» **Your objective**
Repeat the passage on wax worms and plastic from "But it's known" up to and including "of plastic bags.".

*** Text shown ***

But it's known the caterpillars are able to break the extremely stable molecular chain in the polyethylene plastic, transforming the polyethylene to ethylene glycol, essentially breaking the bonded molecules. It's the chain's stability that makes plastic so difficult to break down in nature.
The wax in beehives has a chemical composition similar to that of plastic bags.
"I was surprised about the similarity of the chemical structure between wax and the plastic," Bombelli said. "The caterpillar is able to munch through the wax the same way they are able to munch through the polyethylene.… The caterpillar probably doesn't really notice that there is a difference between the wax and the polyethylene."
The researchers are quick to note that another species of wax worm was known to be able to biodegrade plastic as well. In 2014, scientists discovered the Plodia interpunctella could chew through polyethylene. They isolated the bacterial strain responsible for the biodegradation, though it acted significantly slower than in the recent discovery. As well, the biodegradation in that case didn't transform the polyethylene to ethylene glycol.
Promise for plastic waste
A 2015 study estimated that about 275 million tonnes of plastics was generated in 2010, with approximately eight million tonnes entering our oceans. A subsequent study estimated that the number of microplastic particles — those measuring five millimetres or less — ranged from about 93,000 to 236,000 tonnes. This new discovery could pave the way to the creation of a biodegradable solution, Bombelli said.
"You look around you, you can easily spot many, many objects that are made of plastics. So we really depend on plastics," he said. "However, what we need to fight is plastic waste. We would like to provide new tools for helping battling against plastic waste. In the meantime, we should learn how to minimize the plastic waste."

*** End of Text shown ***
*** Dataset excerpts ***

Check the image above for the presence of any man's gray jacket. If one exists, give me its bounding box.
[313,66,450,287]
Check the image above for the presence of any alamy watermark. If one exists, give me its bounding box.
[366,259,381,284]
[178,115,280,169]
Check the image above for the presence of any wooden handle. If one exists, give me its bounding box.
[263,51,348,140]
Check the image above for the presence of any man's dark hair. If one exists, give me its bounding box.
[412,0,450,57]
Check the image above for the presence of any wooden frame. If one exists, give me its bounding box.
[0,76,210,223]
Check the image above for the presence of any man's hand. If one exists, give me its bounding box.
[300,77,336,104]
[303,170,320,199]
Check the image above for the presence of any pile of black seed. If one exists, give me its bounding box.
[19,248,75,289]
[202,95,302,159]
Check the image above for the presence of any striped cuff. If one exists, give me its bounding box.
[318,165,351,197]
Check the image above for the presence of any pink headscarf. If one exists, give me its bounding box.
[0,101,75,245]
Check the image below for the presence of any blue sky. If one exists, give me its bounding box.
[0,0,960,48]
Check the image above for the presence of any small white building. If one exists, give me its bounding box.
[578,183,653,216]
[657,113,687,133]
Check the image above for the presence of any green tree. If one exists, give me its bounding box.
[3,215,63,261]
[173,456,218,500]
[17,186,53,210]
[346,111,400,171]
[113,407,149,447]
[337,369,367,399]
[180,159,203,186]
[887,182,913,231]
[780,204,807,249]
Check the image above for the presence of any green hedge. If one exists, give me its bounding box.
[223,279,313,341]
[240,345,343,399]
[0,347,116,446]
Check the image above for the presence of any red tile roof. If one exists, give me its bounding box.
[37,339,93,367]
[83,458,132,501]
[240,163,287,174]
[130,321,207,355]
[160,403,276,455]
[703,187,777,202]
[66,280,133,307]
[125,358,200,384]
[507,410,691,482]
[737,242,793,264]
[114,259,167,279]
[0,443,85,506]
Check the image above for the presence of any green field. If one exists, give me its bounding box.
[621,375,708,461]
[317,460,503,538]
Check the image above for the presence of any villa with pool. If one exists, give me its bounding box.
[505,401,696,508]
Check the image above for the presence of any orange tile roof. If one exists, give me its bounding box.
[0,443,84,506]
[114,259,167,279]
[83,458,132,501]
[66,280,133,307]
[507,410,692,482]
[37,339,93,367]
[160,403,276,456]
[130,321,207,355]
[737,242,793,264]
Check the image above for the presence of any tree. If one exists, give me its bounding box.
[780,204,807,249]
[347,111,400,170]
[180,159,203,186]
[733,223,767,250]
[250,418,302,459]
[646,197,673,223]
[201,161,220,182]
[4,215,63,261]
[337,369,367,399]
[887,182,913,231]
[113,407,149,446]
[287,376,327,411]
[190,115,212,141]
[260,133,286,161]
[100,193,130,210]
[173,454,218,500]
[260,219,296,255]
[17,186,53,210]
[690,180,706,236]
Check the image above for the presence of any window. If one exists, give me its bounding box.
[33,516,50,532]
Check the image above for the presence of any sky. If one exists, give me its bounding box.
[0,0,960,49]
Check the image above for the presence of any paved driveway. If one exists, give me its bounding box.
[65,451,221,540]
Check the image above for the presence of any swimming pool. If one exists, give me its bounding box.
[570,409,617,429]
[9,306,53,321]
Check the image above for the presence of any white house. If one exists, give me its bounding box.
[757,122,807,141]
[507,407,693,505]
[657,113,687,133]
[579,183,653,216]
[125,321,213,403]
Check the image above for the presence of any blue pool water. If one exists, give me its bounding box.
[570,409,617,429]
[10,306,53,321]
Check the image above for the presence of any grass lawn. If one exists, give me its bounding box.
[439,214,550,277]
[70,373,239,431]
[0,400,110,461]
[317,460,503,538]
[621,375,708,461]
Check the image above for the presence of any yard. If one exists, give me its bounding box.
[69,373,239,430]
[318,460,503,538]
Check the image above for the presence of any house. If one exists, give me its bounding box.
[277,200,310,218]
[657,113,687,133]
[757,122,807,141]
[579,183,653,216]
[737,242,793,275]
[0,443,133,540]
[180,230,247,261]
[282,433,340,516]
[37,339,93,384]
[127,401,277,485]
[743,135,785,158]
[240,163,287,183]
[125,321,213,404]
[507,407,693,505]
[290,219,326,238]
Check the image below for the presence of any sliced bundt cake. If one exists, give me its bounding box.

*** End of Dataset excerpts ***

» **Task answer**
But it's known the caterpillars are able to break the extremely stable molecular chain in the polyethylene plastic, transforming the polyethylene to ethylene glycol, essentially breaking the bonded molecules. It's the chain's stability that makes plastic so difficult to break down in nature.
The wax in beehives has a chemical composition similar to that of plastic bags.